Reproduce the listing section that opens with the line containing "Put a marker on every instance of the griffith" and closes with the line containing "[(380, 119)]", substituting "pin" for "marker" and leaving everything else unchanged.

THE DATA:

************

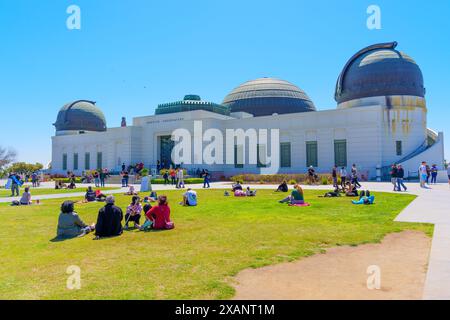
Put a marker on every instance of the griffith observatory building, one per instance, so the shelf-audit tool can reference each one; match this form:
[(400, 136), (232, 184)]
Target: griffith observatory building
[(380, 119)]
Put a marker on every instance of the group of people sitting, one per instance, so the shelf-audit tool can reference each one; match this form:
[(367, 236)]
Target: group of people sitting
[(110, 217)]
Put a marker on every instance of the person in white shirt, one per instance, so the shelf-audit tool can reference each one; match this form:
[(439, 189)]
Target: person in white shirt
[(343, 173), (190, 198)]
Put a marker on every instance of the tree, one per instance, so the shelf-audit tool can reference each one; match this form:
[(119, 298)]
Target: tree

************

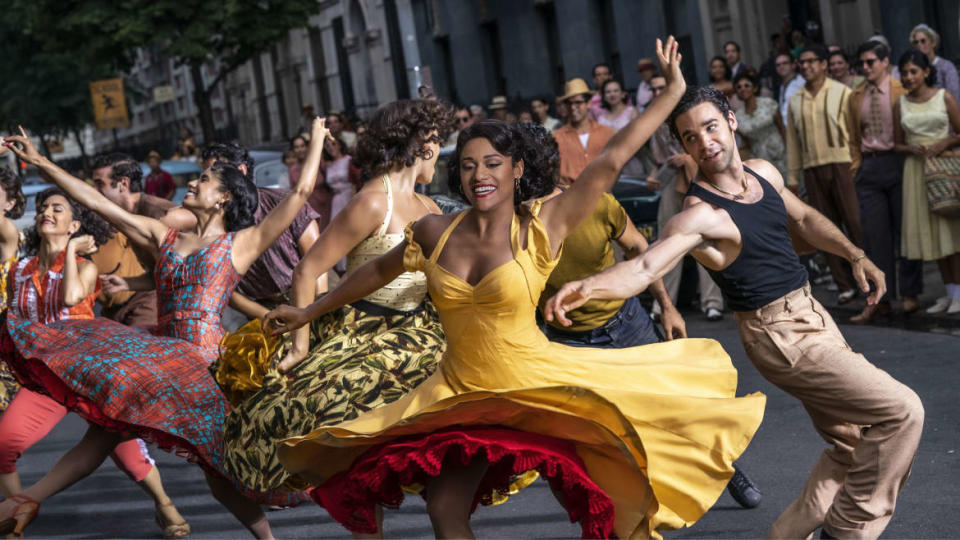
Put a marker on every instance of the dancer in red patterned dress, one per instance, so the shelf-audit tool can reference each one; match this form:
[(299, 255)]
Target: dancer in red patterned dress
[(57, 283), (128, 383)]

************

EXERCISE OUTPUT:
Put a pin on every instance of the griffith observatory building, one per instance, so the shelf-audit tool can reference each one; match this form:
[(400, 136), (232, 184)]
Target: griffith observatory building
[(380, 119)]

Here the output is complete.